Coordinate annotation records
________________

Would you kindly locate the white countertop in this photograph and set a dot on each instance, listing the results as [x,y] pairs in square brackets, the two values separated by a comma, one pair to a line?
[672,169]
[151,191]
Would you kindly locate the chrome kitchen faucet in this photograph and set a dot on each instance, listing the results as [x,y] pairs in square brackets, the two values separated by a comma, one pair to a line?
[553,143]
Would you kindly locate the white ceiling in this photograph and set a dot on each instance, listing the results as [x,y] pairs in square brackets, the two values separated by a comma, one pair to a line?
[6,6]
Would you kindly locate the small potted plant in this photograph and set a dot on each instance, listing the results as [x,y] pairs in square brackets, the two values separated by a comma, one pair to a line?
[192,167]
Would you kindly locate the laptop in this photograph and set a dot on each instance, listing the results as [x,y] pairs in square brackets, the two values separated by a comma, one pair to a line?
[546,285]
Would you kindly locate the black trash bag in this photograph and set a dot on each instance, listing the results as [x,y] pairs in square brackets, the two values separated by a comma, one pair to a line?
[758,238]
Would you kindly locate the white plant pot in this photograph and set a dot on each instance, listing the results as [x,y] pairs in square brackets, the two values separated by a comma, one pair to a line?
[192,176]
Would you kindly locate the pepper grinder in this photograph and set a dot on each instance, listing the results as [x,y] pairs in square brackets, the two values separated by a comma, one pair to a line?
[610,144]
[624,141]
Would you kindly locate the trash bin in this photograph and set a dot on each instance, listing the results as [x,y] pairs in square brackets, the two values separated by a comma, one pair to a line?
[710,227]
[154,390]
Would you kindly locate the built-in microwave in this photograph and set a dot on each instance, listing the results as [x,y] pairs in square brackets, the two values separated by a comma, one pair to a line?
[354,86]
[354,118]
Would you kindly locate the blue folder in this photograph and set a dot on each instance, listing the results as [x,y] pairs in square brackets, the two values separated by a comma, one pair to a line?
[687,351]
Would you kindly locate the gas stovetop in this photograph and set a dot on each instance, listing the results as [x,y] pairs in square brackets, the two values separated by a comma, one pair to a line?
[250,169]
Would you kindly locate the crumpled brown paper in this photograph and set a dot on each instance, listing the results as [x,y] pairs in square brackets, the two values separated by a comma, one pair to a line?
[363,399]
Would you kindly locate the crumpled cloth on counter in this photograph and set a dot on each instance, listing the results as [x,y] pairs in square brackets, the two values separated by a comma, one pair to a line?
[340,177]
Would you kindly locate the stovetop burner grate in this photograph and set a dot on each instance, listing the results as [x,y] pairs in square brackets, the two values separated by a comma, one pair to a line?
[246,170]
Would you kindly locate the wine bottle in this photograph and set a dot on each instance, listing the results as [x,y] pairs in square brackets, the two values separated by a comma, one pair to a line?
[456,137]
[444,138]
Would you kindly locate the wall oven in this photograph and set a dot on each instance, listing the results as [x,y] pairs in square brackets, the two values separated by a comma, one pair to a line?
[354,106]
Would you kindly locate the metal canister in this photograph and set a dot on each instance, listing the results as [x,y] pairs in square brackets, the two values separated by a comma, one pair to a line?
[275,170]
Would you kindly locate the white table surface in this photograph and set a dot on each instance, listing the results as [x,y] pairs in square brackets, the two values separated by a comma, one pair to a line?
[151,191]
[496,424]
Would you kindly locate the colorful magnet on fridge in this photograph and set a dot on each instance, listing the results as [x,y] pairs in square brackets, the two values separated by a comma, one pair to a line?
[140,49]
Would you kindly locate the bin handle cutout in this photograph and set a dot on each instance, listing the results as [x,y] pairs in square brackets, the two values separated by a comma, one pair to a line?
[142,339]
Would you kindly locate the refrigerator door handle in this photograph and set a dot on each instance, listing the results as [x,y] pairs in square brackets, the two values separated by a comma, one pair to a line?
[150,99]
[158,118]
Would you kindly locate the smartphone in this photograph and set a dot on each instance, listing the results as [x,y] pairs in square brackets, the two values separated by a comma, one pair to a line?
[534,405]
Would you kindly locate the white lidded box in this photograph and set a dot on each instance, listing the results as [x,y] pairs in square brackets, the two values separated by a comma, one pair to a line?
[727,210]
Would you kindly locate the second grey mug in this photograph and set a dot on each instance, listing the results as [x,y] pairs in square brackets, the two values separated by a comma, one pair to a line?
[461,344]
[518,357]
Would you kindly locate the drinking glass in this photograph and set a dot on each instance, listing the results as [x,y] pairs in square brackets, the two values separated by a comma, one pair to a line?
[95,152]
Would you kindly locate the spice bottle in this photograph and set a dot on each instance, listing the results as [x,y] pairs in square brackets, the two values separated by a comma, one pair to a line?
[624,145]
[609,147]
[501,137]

________________

**Your instructions**
Present every line above as a Markdown table with the columns No. and Line. Number the rows and leave out any blank lines.

**Reply to the task**
| No. | Line |
|---|---|
| 1 | Would you kindly locate the white countertop in this photograph and set a dot on each instance, listing the results as [x,y] pairs in square brackets, the two values separated by a comma, one pair to a line? |
| 2 | [672,169] |
| 3 | [151,191] |
| 4 | Would you kindly locate the chrome kitchen faucet in this photograph and set a dot on each instance, listing the results as [x,y] pairs in square brackets, the two values separated by a comma, one pair to a line? |
| 5 | [553,143] |
| 6 | Would you kindly locate the white ceiling in this photograph and set a dot on each instance, listing the results as [x,y] pairs in square brackets, the two values separated by a comma, one pair to a line? |
| 7 | [6,6] |
| 8 | Would you kindly locate the small potted plant in this photograph and set a dot on each instance, listing the results as [x,y] pairs in square brackets, the two values separated by a comma, one pair to a line? |
| 9 | [192,167] |
| 10 | Would you kindly locate the laptop in this photograph and set a dot on each instance, listing the results as [x,y] pairs in square brackets, the two values separated by a comma, one pair to a line? |
| 11 | [546,285] |
| 12 | Would you kindly locate the black trash bag in this photograph and set a dot on each instance, listing the results as [x,y] pairs in square brackets, the two values separated by a comma, one pair to a line? |
| 13 | [758,238] |
| 14 | Would you kindly locate the white plant pot in this photograph and set a dot on each instance, listing the results as [x,y] pairs in square brackets, the two values separated by a comma, one pair to a line? |
| 15 | [192,176] |
| 16 | Would you kindly locate the pepper grinder in this photograph and set a dot on each instance, listing the results as [x,y] pairs in square brackets, the two values separated by a comma, one pair to a line? |
| 17 | [610,144] |
| 18 | [624,141] |
| 19 | Would you kindly locate the trash bin in this photograph and set a dot on each instance, listing the results as [x,y] pairs in square brackets, the two values separated by a comma, one pair to a line? |
| 20 | [710,227] |
| 21 | [154,390] |
| 22 | Would you kindly locate the built-in microwave in this photograph and set a dot on each instance, listing the results as [x,y] pairs in square brackets, the two values separated by a comma, one pair to a line? |
| 23 | [354,86] |
| 24 | [354,118] |
| 25 | Would you kindly locate the blue folder in this photograph and set a dot on each instance, listing the results as [x,y] pairs in square brackets, the two values separated by a comma, one pair to a line? |
| 26 | [687,351] |
| 27 | Would you kindly locate the gas stovetop in this photograph and set a dot on each instance, listing the results as [x,y] pairs in square brackets, the two values separated by a comma, one pair to a line? |
| 28 | [250,169] |
| 29 | Would you kindly locate the crumpled brown paper in this photograph and set a dot on each instance, listing the results as [x,y] pairs in square brackets, the two values separated by a comma, one pair to a line? |
| 30 | [363,399] |
| 31 | Would you kindly locate the crumpled cloth on counter in this photograph and set a dot on each instance, listing the results as [x,y] pairs in square brackets, the two values separated by a comma, one pair to a line? |
| 32 | [340,177] |
| 33 | Would you kindly locate the stovetop burner grate in this photograph and set a dot on each instance, listing the results as [x,y] pairs in square brackets, the two values separated by a comma, one pair to a line? |
| 34 | [246,170] |
| 35 | Would you kindly locate the wine bottle in this photograph and set a dot on each instance, listing the results as [x,y] pairs in square brackets, the two values separated by a comma, one pair to a line? |
| 36 | [456,137] |
| 37 | [444,138] |
| 38 | Would you kindly locate the wall oven in this photograph and set a dot on each instance, listing the results as [x,y] pairs in square brackets, the two values separated by a comma, one pair to a line? |
| 39 | [354,106] |
| 40 | Would you kindly locate the metal canister in this photograph and set a dot on each instance, listing the results as [x,y] pairs in square brackets, the two values separated by a comma, one pair to a line? |
| 41 | [275,170] |
| 42 | Would you kindly locate the white table surface in this photograph and set a dot on each instance, listing the results as [x,y] pairs in square brackets, the two values separated by a comma, one pair to a line? |
| 43 | [151,191] |
| 44 | [496,424] |
| 45 | Would you kindly locate the colorful magnet on fridge in this photograph and set a dot on each instance, listing the results as [x,y] pairs in square brackets, the two values separated by a comma, one pair to a line? |
| 46 | [140,49] |
| 47 | Would you kindly locate the bin handle cutout in this photograph and set a dot on each instance, listing the results as [x,y] pairs in square brackets, the two values separated by a comma, one pair to a line? |
| 48 | [142,339] |
| 49 | Would you kindly locate the refrigerator door handle in this photograph and set a dot on each instance, listing the results as [x,y] pairs in square brackets, the two values separated by a comma, one pair to a line? |
| 50 | [150,99] |
| 51 | [158,118] |
| 52 | Would you kindly locate the smartphone in this photograph and set a dot on each instance, listing the results as [x,y] pairs in square brackets, the two values separated by a comma, one pair to a line? |
| 53 | [534,405] |
| 54 | Would you kindly locate the white lidded box in this photograph and set a dot on each instance, listing the results as [x,y] pairs in square brackets, the two values separated by a comma, one pair to a line? |
| 55 | [727,210] |
| 56 | Would you kindly locate the second grey mug in this photograph and set a dot on each instance, listing the results as [x,y] pairs in square brackets, the two values separated by a comma, one pair to a line? |
| 57 | [461,344] |
| 58 | [518,357] |
| 59 | Would you kindly locate the drinking glass in this photograph and set a dot on each instance, listing the results as [x,y] pairs in square brackets, the two values separated by a comma, one pair to a line? |
| 60 | [95,152] |
| 61 | Would you kindly locate the spice bottle in this photograph and set a dot on each instance, listing the results as [x,y] pairs in square brackets, the two values separated by a comma, one pair to a line? |
| 62 | [624,145] |
| 63 | [609,147] |
| 64 | [501,137] |